(Problem statement)
Repeat each entry as written and leave the images out of the copy.

## Begin

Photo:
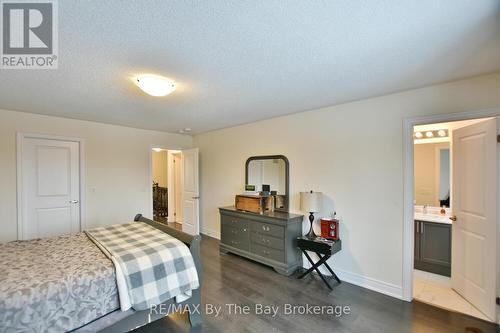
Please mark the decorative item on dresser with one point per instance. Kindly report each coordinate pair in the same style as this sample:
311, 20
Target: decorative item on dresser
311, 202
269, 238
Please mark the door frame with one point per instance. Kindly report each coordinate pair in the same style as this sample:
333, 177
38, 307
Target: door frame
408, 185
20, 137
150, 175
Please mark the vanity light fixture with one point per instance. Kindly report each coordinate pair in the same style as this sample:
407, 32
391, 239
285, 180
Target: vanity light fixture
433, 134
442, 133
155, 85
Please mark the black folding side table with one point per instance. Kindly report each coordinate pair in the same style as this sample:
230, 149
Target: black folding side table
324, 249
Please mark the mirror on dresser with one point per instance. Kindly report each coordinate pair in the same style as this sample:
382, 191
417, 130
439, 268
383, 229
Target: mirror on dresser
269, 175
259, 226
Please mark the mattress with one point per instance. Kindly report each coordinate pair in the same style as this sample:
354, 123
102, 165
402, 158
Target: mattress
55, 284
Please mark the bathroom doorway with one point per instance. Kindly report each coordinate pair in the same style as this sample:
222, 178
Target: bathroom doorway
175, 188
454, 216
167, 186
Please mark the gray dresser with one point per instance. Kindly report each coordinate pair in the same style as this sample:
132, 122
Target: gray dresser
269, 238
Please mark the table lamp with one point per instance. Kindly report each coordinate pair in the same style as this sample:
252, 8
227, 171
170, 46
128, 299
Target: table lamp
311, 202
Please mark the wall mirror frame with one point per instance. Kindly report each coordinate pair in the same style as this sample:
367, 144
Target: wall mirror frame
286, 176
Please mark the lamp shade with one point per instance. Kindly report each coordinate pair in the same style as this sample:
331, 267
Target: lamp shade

## End

(Written answer)
Photo:
Please mark the decorative item on dresser with one point per instance. Kindly report each coordinate pair in the same style as this sample:
311, 20
Target: decorative item on dresser
311, 202
269, 238
Please mark the door frame with one point per instance. Kindly report each coordinate pair in the same style as this sample:
333, 177
38, 307
Target: door frame
408, 185
20, 137
150, 175
Please mark the vanity light fixture with one point per instance. Kindly report each coordinate pair in the same style as this sample:
407, 32
391, 239
285, 180
Target: vanity light fixture
433, 134
442, 133
155, 85
Please mark the black folding side table with one point per instance. Kindly report each coordinate pair in the same style as this sample:
230, 149
Target: black folding side table
324, 249
Please mark the mirror on dresser with one point per instance. Kindly report each coordinate pair in the same style as this sample:
382, 191
417, 130
439, 268
383, 229
Target: mirror on dresser
269, 175
259, 226
Please mark the mattress with one point per instance. Kindly report each coordinate pair in the same style as this sample:
354, 123
102, 165
402, 158
Target: mattress
55, 284
Please mark the bathroom doorway with one point per instance. Kindly report each coordinate pair in the same style as this sample:
222, 178
Target: bathroom doorway
175, 188
454, 216
167, 186
Please mark the gray dresser with one point per instance. Kindly report each coordinate pair in the same style as this sample:
132, 122
Target: gray dresser
269, 238
Please mark the table lamp with one point per instance. Kindly report each coordinate pair in the same style as this sample:
252, 8
227, 171
170, 46
128, 299
Target: table lamp
311, 202
Please mark the wall mirror frame with one point per instance. Kindly report each coordinate pair in the same style as this sample:
367, 144
Target: wall mirror frame
286, 176
Please mark the lamp shade with one point per instance. Kindly report each coordinate pair in the same style as this sample:
331, 267
Target: lamp shade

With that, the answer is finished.